■ SHORT EXERCISE
Can you copy out every row below word for word, leaving the pictures out of your answer?

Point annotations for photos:
>> start

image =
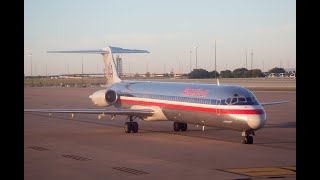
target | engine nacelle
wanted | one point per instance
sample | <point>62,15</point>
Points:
<point>111,96</point>
<point>104,97</point>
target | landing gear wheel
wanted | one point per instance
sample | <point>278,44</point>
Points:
<point>250,139</point>
<point>176,126</point>
<point>135,127</point>
<point>127,127</point>
<point>183,126</point>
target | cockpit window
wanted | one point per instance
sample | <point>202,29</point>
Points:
<point>228,101</point>
<point>242,99</point>
<point>236,99</point>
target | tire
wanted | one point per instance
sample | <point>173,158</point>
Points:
<point>183,126</point>
<point>176,126</point>
<point>245,141</point>
<point>127,127</point>
<point>250,139</point>
<point>135,127</point>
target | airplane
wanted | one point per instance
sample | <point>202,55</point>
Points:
<point>226,106</point>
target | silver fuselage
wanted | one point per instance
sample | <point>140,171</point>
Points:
<point>231,107</point>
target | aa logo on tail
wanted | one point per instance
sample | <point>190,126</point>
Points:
<point>109,70</point>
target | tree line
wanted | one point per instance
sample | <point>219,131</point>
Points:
<point>237,73</point>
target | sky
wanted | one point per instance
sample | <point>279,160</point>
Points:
<point>169,29</point>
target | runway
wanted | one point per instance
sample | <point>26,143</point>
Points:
<point>83,147</point>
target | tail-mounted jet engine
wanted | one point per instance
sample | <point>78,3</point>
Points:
<point>104,97</point>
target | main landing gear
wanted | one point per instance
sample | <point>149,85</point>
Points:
<point>180,126</point>
<point>131,126</point>
<point>248,139</point>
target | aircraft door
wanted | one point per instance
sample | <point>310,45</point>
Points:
<point>218,106</point>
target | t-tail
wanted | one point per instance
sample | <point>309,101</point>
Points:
<point>107,55</point>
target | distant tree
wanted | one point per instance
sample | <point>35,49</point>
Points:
<point>257,73</point>
<point>171,74</point>
<point>277,70</point>
<point>226,74</point>
<point>136,75</point>
<point>147,74</point>
<point>199,74</point>
<point>213,74</point>
<point>240,73</point>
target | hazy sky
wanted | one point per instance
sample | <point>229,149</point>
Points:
<point>169,29</point>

>> end

■ RESPONSE
image =
target | engine nacelle
wanted | one point per instance
sample | <point>62,15</point>
Points:
<point>111,96</point>
<point>104,97</point>
target | landing gear wheel
wanted | one point per instance
sample | <point>278,44</point>
Points:
<point>250,139</point>
<point>176,126</point>
<point>135,127</point>
<point>127,127</point>
<point>183,126</point>
target | cockpit window
wanted | one point per instance
sample | <point>202,29</point>
Points:
<point>228,101</point>
<point>242,99</point>
<point>236,99</point>
target | tire
wanted | one point per instance
sample | <point>173,158</point>
Points:
<point>183,126</point>
<point>176,126</point>
<point>245,141</point>
<point>127,127</point>
<point>250,139</point>
<point>135,127</point>
target | airplane
wanted | one point per instance
sample | <point>202,55</point>
Points:
<point>226,106</point>
target | silver fuselage
wanted | one point per instance
sample | <point>140,171</point>
Points:
<point>231,107</point>
target | aa logo on tail
wanted | one point per instance
sample | <point>190,126</point>
Points:
<point>109,70</point>
target | tree line
wanted | one point per instance
sample | <point>219,131</point>
Points:
<point>237,73</point>
target | sky
wanted | one point per instance
sample | <point>279,160</point>
Points:
<point>169,29</point>
target | runway
wanted | one point per instance
sample | <point>26,143</point>
Points:
<point>83,147</point>
target | tail-mounted jet engine
wanted | one point per instance
sample | <point>78,3</point>
Points:
<point>104,97</point>
target | main landing gear
wanted | one point per instance
sample | <point>149,85</point>
Points:
<point>180,126</point>
<point>131,126</point>
<point>248,139</point>
target | aircraft door
wanted | one point per instance
sample | <point>310,45</point>
Points:
<point>218,106</point>
target | t-tail
wanted | one point per instance
sample | <point>309,101</point>
Points:
<point>107,55</point>
target | distant tree
wanted | one point per instance
sample | <point>35,49</point>
Points:
<point>257,73</point>
<point>171,74</point>
<point>277,70</point>
<point>226,74</point>
<point>136,75</point>
<point>147,74</point>
<point>199,74</point>
<point>213,74</point>
<point>240,73</point>
target | hazy sky
wanted | one point per instance
sample | <point>229,149</point>
Points:
<point>169,29</point>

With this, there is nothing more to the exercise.